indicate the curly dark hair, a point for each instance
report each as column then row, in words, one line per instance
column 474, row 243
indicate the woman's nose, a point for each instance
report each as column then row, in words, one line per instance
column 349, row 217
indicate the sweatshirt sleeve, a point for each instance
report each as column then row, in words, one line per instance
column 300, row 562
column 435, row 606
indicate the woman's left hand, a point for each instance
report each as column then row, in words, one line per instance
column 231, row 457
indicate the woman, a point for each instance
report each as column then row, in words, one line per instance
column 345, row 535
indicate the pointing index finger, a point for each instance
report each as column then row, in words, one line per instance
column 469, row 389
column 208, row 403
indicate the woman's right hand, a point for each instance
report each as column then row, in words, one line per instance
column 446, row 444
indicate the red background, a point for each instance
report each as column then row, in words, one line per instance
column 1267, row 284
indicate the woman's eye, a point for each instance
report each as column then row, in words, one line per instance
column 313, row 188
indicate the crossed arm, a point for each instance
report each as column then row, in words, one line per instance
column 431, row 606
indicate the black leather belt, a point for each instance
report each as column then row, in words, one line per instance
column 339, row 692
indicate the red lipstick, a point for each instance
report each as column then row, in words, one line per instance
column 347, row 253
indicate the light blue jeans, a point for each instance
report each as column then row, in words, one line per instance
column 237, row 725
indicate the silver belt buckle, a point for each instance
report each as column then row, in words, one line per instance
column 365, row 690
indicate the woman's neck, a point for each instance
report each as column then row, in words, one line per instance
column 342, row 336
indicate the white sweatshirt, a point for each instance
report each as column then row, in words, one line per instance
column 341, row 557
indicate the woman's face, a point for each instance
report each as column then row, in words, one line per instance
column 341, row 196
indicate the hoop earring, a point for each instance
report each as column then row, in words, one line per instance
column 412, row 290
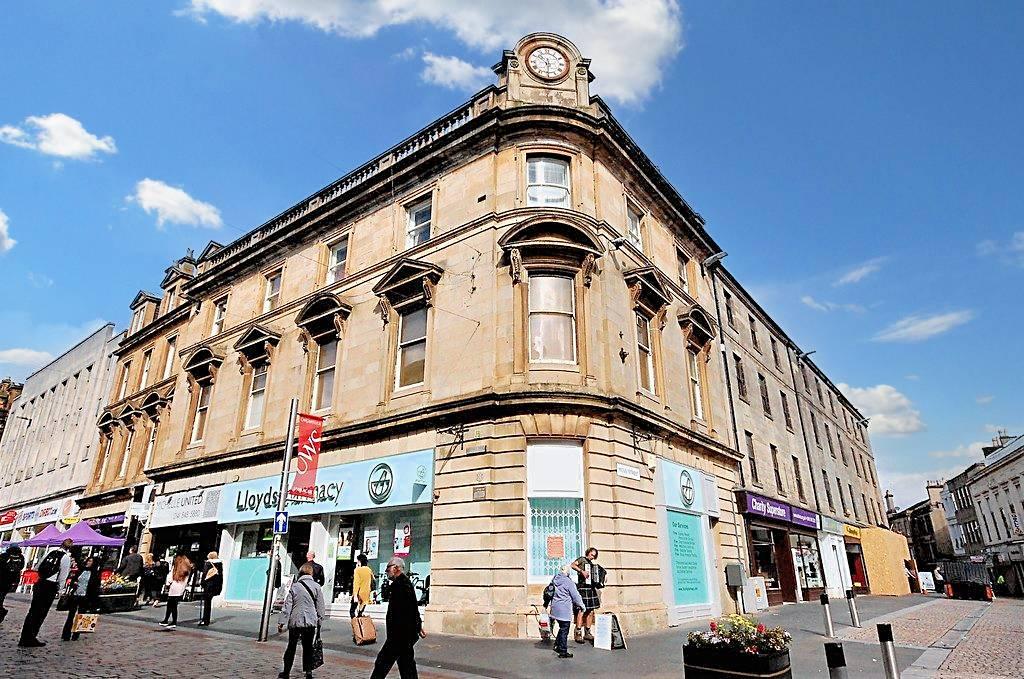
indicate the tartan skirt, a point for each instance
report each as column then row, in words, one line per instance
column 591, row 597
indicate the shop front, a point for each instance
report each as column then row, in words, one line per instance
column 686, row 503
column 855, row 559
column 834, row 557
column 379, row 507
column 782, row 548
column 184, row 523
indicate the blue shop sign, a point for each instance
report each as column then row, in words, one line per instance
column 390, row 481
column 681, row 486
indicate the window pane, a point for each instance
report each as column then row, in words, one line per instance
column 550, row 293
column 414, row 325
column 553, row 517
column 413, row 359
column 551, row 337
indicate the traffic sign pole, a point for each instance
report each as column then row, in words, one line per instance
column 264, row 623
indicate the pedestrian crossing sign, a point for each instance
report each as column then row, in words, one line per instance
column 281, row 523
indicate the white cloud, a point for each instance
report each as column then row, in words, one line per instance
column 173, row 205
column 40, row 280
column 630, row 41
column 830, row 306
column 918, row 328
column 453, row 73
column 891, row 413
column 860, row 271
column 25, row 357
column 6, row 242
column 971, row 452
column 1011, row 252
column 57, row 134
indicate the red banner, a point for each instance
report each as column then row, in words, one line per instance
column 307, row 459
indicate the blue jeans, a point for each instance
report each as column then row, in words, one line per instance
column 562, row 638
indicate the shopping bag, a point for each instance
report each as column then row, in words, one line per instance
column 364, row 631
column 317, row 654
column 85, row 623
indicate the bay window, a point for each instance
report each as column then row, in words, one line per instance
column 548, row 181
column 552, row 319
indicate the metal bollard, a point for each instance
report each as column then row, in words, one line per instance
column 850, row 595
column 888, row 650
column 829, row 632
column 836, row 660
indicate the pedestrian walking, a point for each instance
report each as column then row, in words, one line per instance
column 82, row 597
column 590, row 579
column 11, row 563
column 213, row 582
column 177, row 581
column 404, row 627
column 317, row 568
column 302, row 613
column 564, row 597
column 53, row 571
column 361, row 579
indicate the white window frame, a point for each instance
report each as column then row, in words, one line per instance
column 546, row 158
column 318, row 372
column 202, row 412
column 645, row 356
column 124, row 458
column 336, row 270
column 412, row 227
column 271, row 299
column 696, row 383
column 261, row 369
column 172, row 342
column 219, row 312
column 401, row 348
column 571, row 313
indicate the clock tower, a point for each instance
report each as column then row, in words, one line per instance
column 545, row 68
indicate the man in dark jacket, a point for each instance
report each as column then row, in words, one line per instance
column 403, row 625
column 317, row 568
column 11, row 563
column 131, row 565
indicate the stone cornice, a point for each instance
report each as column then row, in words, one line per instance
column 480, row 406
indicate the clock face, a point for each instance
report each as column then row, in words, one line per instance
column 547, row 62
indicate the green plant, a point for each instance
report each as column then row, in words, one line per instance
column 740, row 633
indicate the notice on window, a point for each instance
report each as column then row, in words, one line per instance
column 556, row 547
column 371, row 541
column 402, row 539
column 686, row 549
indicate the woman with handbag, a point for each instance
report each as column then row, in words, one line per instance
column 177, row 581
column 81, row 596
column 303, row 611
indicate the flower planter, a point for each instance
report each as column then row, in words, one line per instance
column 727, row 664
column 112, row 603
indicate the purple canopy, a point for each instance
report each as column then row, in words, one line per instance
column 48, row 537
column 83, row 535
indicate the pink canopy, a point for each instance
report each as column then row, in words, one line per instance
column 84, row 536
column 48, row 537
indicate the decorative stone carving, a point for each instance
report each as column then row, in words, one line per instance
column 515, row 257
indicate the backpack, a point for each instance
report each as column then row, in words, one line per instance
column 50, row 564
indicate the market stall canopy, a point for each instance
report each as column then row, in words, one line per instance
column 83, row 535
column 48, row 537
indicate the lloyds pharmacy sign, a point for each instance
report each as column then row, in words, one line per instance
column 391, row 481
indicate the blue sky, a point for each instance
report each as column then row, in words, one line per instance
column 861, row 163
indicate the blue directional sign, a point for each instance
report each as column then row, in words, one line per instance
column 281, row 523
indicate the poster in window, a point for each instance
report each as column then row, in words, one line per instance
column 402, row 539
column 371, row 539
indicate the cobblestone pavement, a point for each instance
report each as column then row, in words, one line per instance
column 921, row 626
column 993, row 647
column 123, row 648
____
## Work required
Reproduce every one of the records above word for word, omitting the pictures.

## Full solution
indicate the curly dark hair, a point for each instance
report each as column then row, in words, one line per instance
column 474, row 243
indicate the woman's nose, a point for each instance
report each as column then row, in words, one line per instance
column 349, row 217
indicate the sweatshirt sleeve, a point for each instance
report each as column then row, in words, one line per instance
column 300, row 562
column 435, row 606
indicate the woman's left hand, a point for each instance
report each as column then row, in words, one line per instance
column 231, row 457
indicate the woman, a point for each instance
report each as column then row, in words, one line per instance
column 345, row 535
indicate the pointing index finger, a point for each instance
report each as column then row, in words, one line per instance
column 469, row 389
column 208, row 403
indicate the woman's right hand, a point for each instance
report each as column then row, in words, one line per instance
column 446, row 444
indicate the red background, a point for each instance
report each as column then row, in words, one line per instance
column 1267, row 284
indicate the woman's eye, a point for each instance
report each as column then row, in words, one line per instance
column 313, row 188
indicate the crossed arm, a point for each instance
report each as column then row, in words, one line per instance
column 431, row 606
indicate the black leather belt, a point for each instance
report each as column then row, in words, one line per instance
column 339, row 692
indicate the red lipstick, a point for each instance
report each as column then row, in words, one line per instance
column 347, row 253
indicate the light blue jeans, a point for each instance
report each as column then row, in words, one line per instance
column 237, row 725
indicate the silver belt buckle, a point for each instance
report each as column then row, in words, one line per instance
column 365, row 690
indicate the woman's neck, a point for each instance
report each as column then row, in words, one line per instance
column 342, row 336
indicate the white sweatshirt, a point for each instance
report each as column then row, in words, one line per instance
column 341, row 557
indicate the woman's face, a point for each instance
report each as column then row, in words, one line per instance
column 341, row 196
indicate the hoop earring, a point for each instance
report each as column then row, in words, one line per instance
column 412, row 290
indicate the tartan skirt, a point for each instance
report each as column then row, in words, one line per instance
column 591, row 597
indicate the shop front, a point for each instance
report each as column then row, in words, one line per instance
column 686, row 503
column 855, row 559
column 834, row 557
column 379, row 507
column 782, row 548
column 184, row 523
indicate the blue shop sign, a point for each instance
report each as column then row, in words, one line per instance
column 390, row 481
column 681, row 486
indicate the window pane, a point for each instance
report each as column then row, in words, one line per instance
column 550, row 293
column 414, row 325
column 553, row 517
column 413, row 359
column 551, row 337
indicate the traffic sign pole, a point for each instance
report each as column then row, in words, one line per instance
column 264, row 623
indicate the pedestrian crossing sign, a point for each instance
report each as column then row, in words, one line per instance
column 281, row 523
indicate the white cloud, a point for each instance
report each as column then row, in words, one line per instance
column 173, row 205
column 40, row 280
column 630, row 41
column 830, row 306
column 918, row 328
column 453, row 73
column 891, row 413
column 860, row 271
column 25, row 357
column 6, row 242
column 971, row 452
column 1011, row 252
column 57, row 134
indicate the red banner, a point for each instance
report each as column then row, in words, one line per instance
column 307, row 459
indicate the blue jeans, a point for each instance
report each as column then row, in words, one line per instance
column 562, row 638
indicate the shopping bag, a point for each instance
report each as column then row, in words, one line per instance
column 364, row 631
column 317, row 654
column 85, row 623
indicate the bay window, a point for each instance
report each as column then row, in words, one line per instance
column 548, row 181
column 552, row 319
indicate the metal bollard, a point for each instance
report each as column then row, in words, one line per instance
column 850, row 595
column 888, row 650
column 829, row 632
column 836, row 660
indicate the pedestrian walking, a point for each instance
report each as column then row, in words, one line per instance
column 82, row 597
column 590, row 579
column 11, row 563
column 213, row 582
column 177, row 581
column 404, row 627
column 317, row 568
column 302, row 613
column 564, row 597
column 53, row 571
column 361, row 579
indicate the white window frame, a point for each instance
report each as column then row, in words, one line per instance
column 546, row 158
column 318, row 372
column 202, row 412
column 645, row 356
column 124, row 458
column 336, row 270
column 412, row 227
column 271, row 299
column 696, row 383
column 261, row 369
column 172, row 342
column 219, row 312
column 401, row 348
column 571, row 313
indicate the clock tower, a point for each instance
report each as column then row, in words, one line per instance
column 545, row 68
indicate the man in dark jacket, a point for each instance
report each as column then row, in words, one line per instance
column 403, row 625
column 317, row 568
column 11, row 563
column 131, row 565
indicate the stone cornice, a point for each instance
report each as column then row, in words, one line per instance
column 480, row 406
indicate the clock face, a point for each instance
report each as column then row, in words, one line per instance
column 547, row 62
indicate the green plant, a point for each instance
report each as column then row, in words, one line per instance
column 740, row 633
indicate the notice on window, a point for each instance
report each as column then row, in words, one line per instance
column 556, row 547
column 371, row 541
column 402, row 539
column 686, row 549
indicate the woman with handbag, a point for each instance
report each as column then row, in words, one line per instance
column 177, row 581
column 81, row 596
column 303, row 611
indicate the flower planter, a point for each instance
report each as column then row, in words, one line per instance
column 727, row 664
column 112, row 603
indicate the purple canopy, a point for each instance
report each as column then row, in words, one line per instance
column 48, row 537
column 83, row 535
indicate the pink canopy, a point for each instance
report each as column then row, in words, one line per instance
column 84, row 536
column 48, row 537
indicate the decorative stone carving, a point for each instance
report each as column then row, in words, one line per instance
column 515, row 257
indicate the backpack, a point for each instance
report each as column then row, in words, one line per instance
column 50, row 564
indicate the market stall canopy, a point for each instance
report each as column then row, in words, one line per instance
column 83, row 535
column 48, row 537
indicate the lloyds pharmacy sign, a point for each instance
report each as column then row, in words, one line per instance
column 391, row 481
indicate the blue sky, a point for each instance
report each as column then row, in words, one line per instance
column 861, row 163
indicate the blue directional sign, a point for each instance
report each as column then row, in words, one line per instance
column 281, row 523
indicate the poster in window, a point for each instance
report each as column then row, in words, one line per instance
column 402, row 539
column 371, row 539
indicate the cobblestone pavement, a point for each instance
report each as column then row, in words, one line per instance
column 921, row 626
column 993, row 647
column 123, row 648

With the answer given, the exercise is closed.